[Contour labeling entries]:

________________________

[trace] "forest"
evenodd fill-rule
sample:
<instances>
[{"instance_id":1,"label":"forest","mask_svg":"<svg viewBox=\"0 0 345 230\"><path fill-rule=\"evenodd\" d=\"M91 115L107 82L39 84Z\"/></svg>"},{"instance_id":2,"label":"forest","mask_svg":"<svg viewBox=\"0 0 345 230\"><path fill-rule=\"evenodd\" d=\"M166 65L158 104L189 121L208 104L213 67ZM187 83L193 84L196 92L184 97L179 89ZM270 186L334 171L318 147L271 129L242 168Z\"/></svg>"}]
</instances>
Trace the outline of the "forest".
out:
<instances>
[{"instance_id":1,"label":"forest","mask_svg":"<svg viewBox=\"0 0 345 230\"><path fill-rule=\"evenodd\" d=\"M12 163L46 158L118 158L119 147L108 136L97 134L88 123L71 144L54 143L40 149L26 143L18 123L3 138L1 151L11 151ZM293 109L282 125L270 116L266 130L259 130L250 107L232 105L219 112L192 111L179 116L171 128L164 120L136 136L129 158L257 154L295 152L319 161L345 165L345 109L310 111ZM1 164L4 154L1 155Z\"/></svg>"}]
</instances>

________________________

Output every one of the entries above word for word, without any alteration.

[Problem solution]:
[trace] "forest"
evenodd fill-rule
sample:
<instances>
[{"instance_id":1,"label":"forest","mask_svg":"<svg viewBox=\"0 0 345 230\"><path fill-rule=\"evenodd\" d=\"M91 115L107 82L39 84Z\"/></svg>"},{"instance_id":2,"label":"forest","mask_svg":"<svg viewBox=\"0 0 345 230\"><path fill-rule=\"evenodd\" d=\"M166 65L158 104L189 121L208 104L213 67ZM187 83L193 84L196 92L184 97L179 89ZM270 186L334 171L318 147L271 129L242 168Z\"/></svg>"}]
</instances>
Trace the outline of the "forest".
out:
<instances>
[{"instance_id":1,"label":"forest","mask_svg":"<svg viewBox=\"0 0 345 230\"><path fill-rule=\"evenodd\" d=\"M12 163L46 158L118 158L119 147L108 136L97 134L88 123L71 144L54 143L40 149L26 143L18 123L3 138L1 151L11 151ZM293 109L282 125L270 116L266 130L259 130L250 107L232 105L219 112L192 111L179 116L171 128L164 120L136 136L129 158L257 154L295 152L319 161L345 165L345 109L310 111ZM1 164L4 154L1 155Z\"/></svg>"}]
</instances>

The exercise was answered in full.